(Dataset records on object locations)
>> BEGIN

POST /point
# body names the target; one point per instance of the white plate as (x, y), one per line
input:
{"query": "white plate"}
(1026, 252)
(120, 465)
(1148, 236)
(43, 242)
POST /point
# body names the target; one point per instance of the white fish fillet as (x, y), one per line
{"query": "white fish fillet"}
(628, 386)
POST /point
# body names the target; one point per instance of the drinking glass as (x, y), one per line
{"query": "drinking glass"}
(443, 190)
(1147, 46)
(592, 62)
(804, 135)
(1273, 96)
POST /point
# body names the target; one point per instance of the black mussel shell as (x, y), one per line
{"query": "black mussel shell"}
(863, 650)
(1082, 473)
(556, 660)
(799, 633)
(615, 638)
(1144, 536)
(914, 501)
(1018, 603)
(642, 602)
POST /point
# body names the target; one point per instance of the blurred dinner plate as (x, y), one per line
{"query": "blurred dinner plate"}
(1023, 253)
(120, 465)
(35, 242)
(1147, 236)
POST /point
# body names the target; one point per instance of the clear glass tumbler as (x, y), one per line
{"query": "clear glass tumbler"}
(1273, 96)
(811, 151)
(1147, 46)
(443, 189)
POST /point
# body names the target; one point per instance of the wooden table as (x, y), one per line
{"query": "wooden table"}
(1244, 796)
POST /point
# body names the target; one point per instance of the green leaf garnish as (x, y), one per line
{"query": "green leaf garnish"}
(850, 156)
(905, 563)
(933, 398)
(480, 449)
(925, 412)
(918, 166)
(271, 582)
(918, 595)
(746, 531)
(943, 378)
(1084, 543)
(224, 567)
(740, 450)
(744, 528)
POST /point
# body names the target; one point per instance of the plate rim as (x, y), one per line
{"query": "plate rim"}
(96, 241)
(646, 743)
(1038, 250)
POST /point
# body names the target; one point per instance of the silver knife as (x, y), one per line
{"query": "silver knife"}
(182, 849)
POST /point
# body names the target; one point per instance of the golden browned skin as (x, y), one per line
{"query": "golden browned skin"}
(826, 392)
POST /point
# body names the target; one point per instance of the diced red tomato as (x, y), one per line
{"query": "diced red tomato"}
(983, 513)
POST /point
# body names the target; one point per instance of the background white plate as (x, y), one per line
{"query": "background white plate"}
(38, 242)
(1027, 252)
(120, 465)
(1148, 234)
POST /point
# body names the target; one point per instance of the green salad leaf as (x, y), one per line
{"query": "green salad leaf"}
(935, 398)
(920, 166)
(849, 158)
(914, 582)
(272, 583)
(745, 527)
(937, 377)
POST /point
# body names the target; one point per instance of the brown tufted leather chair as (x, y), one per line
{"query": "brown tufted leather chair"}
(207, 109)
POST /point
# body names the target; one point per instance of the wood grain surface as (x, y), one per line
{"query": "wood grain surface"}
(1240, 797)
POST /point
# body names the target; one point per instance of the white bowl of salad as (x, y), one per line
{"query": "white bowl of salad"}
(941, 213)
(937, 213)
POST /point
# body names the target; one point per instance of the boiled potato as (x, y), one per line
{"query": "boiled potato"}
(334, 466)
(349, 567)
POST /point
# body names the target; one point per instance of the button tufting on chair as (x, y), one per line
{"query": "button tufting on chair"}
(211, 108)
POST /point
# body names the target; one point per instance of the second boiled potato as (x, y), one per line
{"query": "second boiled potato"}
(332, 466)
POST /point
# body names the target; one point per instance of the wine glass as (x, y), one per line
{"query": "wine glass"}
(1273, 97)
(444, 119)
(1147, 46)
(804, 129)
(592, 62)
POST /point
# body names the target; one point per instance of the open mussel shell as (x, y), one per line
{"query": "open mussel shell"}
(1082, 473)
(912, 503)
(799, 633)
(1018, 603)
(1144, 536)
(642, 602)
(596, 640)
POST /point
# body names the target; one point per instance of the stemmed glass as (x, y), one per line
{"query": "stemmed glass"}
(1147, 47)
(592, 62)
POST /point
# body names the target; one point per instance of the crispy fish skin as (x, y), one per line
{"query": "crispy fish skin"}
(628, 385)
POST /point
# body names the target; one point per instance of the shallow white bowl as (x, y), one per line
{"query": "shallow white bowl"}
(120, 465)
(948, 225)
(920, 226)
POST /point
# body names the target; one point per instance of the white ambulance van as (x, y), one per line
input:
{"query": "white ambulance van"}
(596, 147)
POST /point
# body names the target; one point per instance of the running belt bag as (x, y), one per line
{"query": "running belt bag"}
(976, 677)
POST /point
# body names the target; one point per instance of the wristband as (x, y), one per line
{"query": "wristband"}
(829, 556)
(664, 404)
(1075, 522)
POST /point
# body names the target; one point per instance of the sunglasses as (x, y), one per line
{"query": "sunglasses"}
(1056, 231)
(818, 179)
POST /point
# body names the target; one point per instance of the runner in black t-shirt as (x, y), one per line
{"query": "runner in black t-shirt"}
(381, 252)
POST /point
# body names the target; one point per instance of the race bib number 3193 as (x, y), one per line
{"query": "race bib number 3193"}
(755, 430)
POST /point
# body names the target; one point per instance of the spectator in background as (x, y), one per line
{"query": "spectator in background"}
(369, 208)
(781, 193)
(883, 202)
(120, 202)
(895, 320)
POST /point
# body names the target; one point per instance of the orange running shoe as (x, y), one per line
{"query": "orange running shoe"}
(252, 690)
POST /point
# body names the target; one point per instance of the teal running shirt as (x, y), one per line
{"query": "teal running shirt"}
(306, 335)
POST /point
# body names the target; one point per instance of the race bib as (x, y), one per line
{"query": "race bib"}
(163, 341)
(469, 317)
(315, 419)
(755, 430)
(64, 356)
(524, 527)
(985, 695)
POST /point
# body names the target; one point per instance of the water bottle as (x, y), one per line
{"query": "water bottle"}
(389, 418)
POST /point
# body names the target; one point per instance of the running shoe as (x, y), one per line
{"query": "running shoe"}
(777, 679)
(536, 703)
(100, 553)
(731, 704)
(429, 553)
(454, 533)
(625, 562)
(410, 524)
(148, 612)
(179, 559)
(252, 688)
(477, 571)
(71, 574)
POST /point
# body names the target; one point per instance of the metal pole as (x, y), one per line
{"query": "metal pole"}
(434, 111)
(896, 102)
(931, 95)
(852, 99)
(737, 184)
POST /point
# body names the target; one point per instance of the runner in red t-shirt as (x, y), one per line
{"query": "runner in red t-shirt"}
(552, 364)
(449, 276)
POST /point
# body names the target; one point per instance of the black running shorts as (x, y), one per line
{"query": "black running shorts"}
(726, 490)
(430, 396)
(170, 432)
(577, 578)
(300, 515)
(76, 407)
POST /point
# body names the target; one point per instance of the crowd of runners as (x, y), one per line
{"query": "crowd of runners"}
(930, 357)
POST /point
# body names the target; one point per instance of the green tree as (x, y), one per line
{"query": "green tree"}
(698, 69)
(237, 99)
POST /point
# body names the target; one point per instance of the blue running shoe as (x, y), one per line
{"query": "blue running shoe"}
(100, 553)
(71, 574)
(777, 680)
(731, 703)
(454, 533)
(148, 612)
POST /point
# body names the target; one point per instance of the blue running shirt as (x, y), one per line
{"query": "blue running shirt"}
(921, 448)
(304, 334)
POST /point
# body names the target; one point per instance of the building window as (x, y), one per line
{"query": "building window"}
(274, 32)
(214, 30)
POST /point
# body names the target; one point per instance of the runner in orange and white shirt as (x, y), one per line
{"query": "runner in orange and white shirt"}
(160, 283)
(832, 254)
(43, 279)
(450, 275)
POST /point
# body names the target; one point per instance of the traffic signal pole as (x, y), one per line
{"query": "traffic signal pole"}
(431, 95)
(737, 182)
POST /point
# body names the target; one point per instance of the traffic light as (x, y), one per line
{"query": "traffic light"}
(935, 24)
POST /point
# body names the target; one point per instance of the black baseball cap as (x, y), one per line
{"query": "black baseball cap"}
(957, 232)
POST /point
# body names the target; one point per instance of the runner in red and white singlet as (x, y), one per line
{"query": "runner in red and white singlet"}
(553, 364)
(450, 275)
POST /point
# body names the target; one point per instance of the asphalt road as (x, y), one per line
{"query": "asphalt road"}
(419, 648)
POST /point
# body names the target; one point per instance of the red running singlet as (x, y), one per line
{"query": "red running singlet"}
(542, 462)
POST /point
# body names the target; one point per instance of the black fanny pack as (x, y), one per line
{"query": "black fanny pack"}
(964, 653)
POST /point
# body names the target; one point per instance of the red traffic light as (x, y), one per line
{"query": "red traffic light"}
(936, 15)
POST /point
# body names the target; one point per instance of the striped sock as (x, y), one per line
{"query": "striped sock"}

>> END

| INSTRUCTION |
Pull out every line of the entries that contains the string "sock".

| RESULT OF THE EXERCISE |
# body names the target; one point per instance of the striped sock as (x, y), one per line
{"query": "striped sock"}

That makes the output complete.